### DIRECTION A
Echo lines from the listing, starting at the line with "Can you find the silver" and ending at the line with "pixel 964 813", including both of those lines.

Which ever setup is right for you, try to keep it simple.
- Lots of voice talent use mixers for either production mixing or monitor mixing and most mixers have mic preamps built in. The temptation to use the internal mic pre should be avoided unless you have a good working knowledge of signal flow. It's best to purchase an outboard mic preamp and use it as an upstream device.
- Voice talent that use their equipment for nothing but ISDN sessions need a less complicated setup. Keep the audio path short and direct. Have a Y cable made to send the output of your mic preamp to two places: the codec input and ultimately to your headphones. (Some mic preamps have dual outputs. If you have one like this, you don't need the Y cable.) Setups like this will never have issues with slap-back caused by mixing ProComm's talk-back into your signal back to us. Also, setups like this tend to have less technical issues and gain stage problems at session time.
- Some voice talent do their own production and need more elaborate control rooms. If you're one of these people, a room wired around a patch bay is best. The more equipment your signal has to travel through the more noise and coloration it's subjected to. Use of a patch bay as a central hub for interconnection offers more flexibility and the ideal set up for direct routing of your audio signal. Have all equipment inputs and outputs terminate on the patch bay including your mixer line inputs and buses. (Direct wire your mixer's mic inputs to a snake going to your studio.) Then, when in session, patch your mic preamp to the codec input to feed ProComm and to a mixer input for your headphones. Patch the codec output to the mixer too so you can hear ProComm talk-back. When you need to do your own production, repatch.

### RECORDS PROVIDED
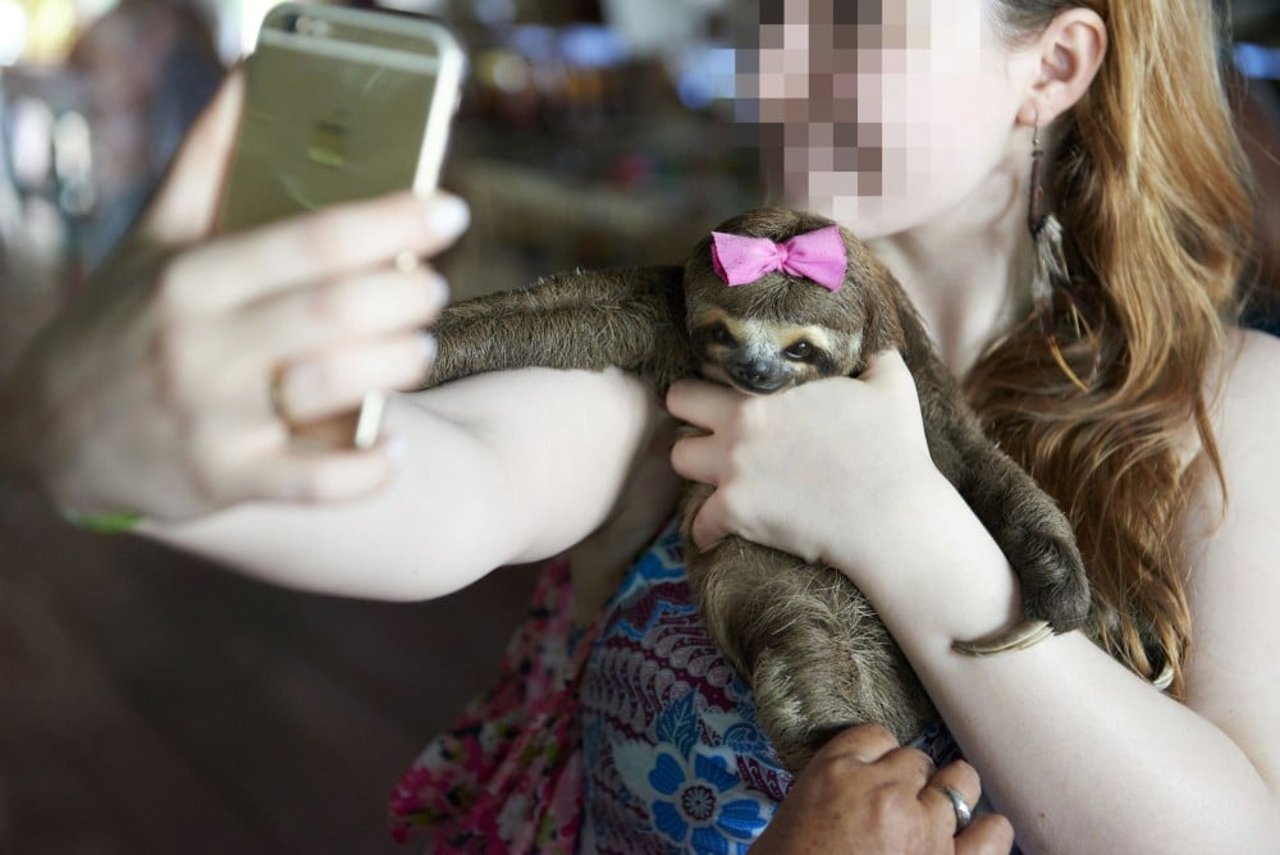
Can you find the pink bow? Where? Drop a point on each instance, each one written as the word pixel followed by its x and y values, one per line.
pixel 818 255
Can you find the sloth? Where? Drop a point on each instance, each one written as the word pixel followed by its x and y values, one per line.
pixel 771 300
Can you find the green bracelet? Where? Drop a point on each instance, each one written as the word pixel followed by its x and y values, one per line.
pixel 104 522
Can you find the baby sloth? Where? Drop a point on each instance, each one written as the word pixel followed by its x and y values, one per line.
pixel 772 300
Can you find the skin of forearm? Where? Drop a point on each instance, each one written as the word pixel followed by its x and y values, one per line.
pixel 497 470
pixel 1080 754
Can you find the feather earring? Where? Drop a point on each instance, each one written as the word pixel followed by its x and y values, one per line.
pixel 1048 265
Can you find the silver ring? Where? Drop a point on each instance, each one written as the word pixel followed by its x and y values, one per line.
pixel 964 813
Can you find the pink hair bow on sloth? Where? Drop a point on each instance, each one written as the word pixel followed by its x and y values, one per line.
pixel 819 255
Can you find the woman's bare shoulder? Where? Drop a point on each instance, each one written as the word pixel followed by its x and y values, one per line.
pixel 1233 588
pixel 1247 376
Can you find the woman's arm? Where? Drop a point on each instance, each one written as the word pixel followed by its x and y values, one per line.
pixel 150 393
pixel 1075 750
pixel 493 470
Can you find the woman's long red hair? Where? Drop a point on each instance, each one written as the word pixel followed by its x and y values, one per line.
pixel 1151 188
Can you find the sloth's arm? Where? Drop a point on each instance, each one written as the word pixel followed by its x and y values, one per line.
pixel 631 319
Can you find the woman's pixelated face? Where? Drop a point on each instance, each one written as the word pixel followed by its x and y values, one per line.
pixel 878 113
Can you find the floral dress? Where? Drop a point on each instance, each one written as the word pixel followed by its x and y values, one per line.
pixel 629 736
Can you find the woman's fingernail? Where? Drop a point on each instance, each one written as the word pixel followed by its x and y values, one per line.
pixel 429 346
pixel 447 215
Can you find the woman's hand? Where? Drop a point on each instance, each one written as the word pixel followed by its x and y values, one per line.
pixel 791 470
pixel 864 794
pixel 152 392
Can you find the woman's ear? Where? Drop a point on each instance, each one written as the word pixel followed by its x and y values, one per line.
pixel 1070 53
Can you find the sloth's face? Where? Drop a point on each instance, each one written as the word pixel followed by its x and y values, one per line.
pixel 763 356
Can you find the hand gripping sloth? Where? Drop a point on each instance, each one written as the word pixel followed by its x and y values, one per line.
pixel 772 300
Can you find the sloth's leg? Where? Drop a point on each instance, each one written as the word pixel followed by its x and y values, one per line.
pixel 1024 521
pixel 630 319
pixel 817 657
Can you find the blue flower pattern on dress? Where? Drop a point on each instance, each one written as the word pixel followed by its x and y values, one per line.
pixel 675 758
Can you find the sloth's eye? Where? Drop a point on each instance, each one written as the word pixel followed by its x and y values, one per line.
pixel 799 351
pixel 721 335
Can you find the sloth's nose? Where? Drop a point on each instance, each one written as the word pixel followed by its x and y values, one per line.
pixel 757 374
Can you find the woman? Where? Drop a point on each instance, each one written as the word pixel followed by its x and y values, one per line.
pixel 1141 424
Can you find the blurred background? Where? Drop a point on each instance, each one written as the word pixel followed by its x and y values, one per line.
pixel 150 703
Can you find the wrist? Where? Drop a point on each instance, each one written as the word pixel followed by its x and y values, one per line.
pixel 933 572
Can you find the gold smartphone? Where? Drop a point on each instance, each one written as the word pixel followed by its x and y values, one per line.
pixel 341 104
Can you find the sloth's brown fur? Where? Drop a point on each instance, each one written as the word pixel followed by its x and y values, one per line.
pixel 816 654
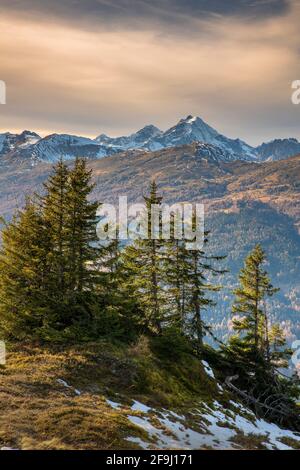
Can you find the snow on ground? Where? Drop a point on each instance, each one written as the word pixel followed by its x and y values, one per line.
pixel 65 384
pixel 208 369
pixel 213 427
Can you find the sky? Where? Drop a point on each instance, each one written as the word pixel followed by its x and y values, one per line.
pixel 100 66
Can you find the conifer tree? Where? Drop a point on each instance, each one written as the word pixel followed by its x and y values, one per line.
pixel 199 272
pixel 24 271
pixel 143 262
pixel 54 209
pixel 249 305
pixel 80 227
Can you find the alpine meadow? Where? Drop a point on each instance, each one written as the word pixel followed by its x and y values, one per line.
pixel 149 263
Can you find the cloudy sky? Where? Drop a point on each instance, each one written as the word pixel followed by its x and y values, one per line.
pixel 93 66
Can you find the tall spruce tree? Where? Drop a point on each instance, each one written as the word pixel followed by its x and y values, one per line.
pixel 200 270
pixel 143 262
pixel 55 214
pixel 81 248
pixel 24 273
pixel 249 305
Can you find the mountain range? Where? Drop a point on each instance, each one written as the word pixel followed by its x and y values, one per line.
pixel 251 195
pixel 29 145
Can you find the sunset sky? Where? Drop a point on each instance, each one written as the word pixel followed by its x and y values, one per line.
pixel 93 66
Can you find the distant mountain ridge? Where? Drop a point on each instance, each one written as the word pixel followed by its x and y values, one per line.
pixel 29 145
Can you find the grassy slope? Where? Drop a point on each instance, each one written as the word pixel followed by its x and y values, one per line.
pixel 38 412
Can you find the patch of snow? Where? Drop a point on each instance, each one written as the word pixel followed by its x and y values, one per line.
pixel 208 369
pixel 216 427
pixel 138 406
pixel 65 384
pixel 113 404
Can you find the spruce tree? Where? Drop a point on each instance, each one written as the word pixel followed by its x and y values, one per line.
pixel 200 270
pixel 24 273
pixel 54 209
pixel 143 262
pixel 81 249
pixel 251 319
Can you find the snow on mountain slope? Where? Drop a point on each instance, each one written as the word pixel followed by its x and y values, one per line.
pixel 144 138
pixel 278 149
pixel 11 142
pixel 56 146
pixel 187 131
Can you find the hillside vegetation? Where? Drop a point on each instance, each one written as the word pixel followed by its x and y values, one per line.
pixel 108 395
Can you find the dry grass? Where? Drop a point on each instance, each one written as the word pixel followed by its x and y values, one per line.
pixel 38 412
--
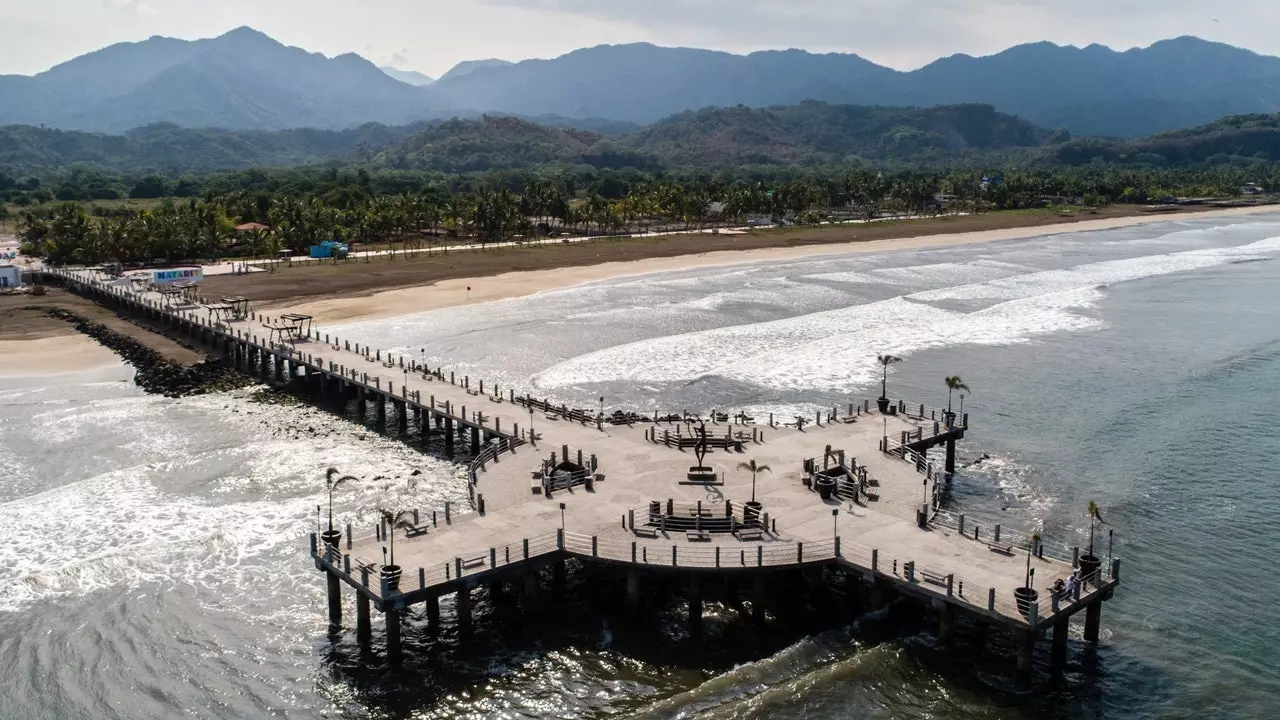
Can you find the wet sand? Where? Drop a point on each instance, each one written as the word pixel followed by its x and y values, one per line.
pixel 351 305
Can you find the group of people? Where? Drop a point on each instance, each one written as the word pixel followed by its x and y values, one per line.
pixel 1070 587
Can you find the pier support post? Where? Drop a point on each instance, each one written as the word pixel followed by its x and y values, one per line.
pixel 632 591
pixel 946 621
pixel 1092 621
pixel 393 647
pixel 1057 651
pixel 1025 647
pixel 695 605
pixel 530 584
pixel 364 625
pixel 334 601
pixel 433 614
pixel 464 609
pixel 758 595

### DIRECTION B
In the passage on voice studio setups, rewrite the span from "- Lots of voice" to "at session time.", using "splitter cable" wherever "Y cable" appears.

### WRITTEN SOLUTION A
Can you find the silver ring? Where? Drop a point on each instance, each one written as the word pixel followed by its x and y values, one per line.
pixel 964 813

### WRITTEN SOLUTION B
- Lots of voice talent use mixers for either production mixing or monitor mixing and most mixers have mic preamps built in. The temptation to use the internal mic pre should be avoided unless you have a good working knowledge of signal flow. It's best to purchase an outboard mic preamp and use it as an upstream device.
- Voice talent that use their equipment for nothing but ISDN sessions need a less complicated setup. Keep the audio path short and direct. Have a splitter cable made to send the output of your mic preamp to two places: the codec input and ultimately to your headphones. (Some mic preamps have dual outputs. If you have one like this, you don't need the splitter cable.) Setups like this will never have issues with slap-back caused by mixing ProComm's talk-back into your signal back to us. Also, setups like this tend to have less technical issues and gain stage problems at session time.